→ Предложенный отрывок:
%%

Как-то один батюшка почти убедил меня, что семейная жизнь – это тоже хорошо. Он, кстати, сам был иеромонахом – духовным чадом старца Кирилла (Павлова). Обычно не рассказываю эту историю, но уж ладно. Ну как убедил? – я и сам был не против. «Ну да, – говорю, – наверное, может быть». «Есть у меня девушка одна в приходе, – говорит, – которая может стать хорошей женой». Показал мне на неё: «Вон она стоит». Я растерялся. Словно что-то подсказывало: не надо тебе этого. Но раз священник говорит, значит, всё-таки надо. Тем более что и сам я девушками интересовался, как все нормальные молодые люди, и человек я семейного склада. Велел мне этот батюшка на воскресную службу прийти, после которой обещал нас с этой девушкой познакомить. Прихожу в этот старинный храм. Священник выходит из алтаря, движется ко мне, а я молюсь: «Господи, да будет Твоя святая воля. Господи, да будет…» Батюшка проходит мимо, едва не касаясь, но словно не замечая. Ещё раз проходит и ещё. Мне было очень неудобно о себе напоминать – видно, передумал или девушка не захотела со мной встречаться. Когда в следующий раз оказываюсь в храме на исповеди, батюшка спрашивает: «Слушай, ну как так можно? Я же обещал тебя познакомить, девушка ждала, расплакалась из-за того, что ты не пришёл. Что же ты?!» «Как не пришёл? – недоумеваю. – Стоял ждал, вы мимо меня несколько раз прошли и ничего не сказали». – «Да? Не увидел тебя». Не было воли Божией, и всё тут.

Поехал к отцу Науму, и благословил он меня уволиться с работы и поехать во Флорищи, это под Владимиром, в Свято-Введенский храм, где я прошёл своего рода школу молодого бойца, будущего инока. Был я там не один, вместе с другими мирянами, которым преподавали основы православия, катехизис, литургику. Одним из послушаний было – топить печку. Служба начиналась в три часа ночи, к этому времени должно было быть тепло. И однажды, пока я этим занимался, вдруг сошла на меня такая благодать! Чем я это заслужил? – понять не могу. Не молился, поклоны не клал – печку топил. И лишь позже узнал, что в этот день венчались мои родители – 23 февраля. Почему запомнил? – это была ещё и дата их свадьбы. Вот как важно это Таинство.

%%

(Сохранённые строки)
%%

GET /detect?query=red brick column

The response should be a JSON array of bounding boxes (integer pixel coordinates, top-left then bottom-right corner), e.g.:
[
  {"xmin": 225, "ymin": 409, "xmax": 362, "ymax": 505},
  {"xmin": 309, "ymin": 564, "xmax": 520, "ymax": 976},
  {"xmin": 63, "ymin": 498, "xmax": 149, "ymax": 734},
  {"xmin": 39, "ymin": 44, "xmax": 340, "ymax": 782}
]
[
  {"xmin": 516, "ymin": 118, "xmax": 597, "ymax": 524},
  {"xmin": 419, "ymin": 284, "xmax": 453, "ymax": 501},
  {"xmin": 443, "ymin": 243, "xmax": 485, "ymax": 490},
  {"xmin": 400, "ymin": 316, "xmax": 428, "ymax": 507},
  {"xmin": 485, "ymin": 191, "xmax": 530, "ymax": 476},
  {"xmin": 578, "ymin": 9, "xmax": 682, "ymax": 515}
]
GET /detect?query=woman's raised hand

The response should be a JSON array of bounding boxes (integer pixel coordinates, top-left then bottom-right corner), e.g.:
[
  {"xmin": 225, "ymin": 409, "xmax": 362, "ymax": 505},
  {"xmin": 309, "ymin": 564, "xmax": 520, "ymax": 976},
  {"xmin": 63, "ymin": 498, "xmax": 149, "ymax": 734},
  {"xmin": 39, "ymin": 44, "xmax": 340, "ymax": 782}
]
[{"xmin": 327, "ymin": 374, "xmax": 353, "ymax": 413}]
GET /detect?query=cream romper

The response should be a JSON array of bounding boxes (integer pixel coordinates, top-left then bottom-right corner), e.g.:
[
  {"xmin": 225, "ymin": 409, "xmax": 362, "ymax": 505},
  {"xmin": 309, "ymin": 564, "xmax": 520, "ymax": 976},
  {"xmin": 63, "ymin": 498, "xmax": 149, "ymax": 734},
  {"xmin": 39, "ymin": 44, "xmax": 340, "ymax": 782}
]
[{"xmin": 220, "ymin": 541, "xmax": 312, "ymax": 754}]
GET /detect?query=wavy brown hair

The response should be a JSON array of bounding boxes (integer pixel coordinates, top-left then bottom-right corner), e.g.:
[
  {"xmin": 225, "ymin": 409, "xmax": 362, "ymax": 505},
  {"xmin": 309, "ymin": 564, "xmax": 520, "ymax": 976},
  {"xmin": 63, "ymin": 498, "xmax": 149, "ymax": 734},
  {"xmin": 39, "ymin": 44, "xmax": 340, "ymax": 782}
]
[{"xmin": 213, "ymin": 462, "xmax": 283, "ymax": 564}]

%%

→ Условия задания:
(1) Ответьте на вопросы по отрывку и обозначьте ответы теми же буквами.
(а) Чьим духовным чадом был иеромонах, обещавший познакомить рассказчика с девушкой?
(б) В котором часу начиналась служба во Флорищах?
(в) Какого числа венчались родители рассказчика?
(2) Перечислите все предметы, которые, согласно отрывку, преподавали мирянам во Флорищах.
Строки представляют собой отдельный материал.

→ Ответы к заданию:
(1)
(а) Старца Кирилла (Павлова).
(б) В три часа ночи.
(в) 23 февраля.

(2) Основы православия, катехизис, литургика.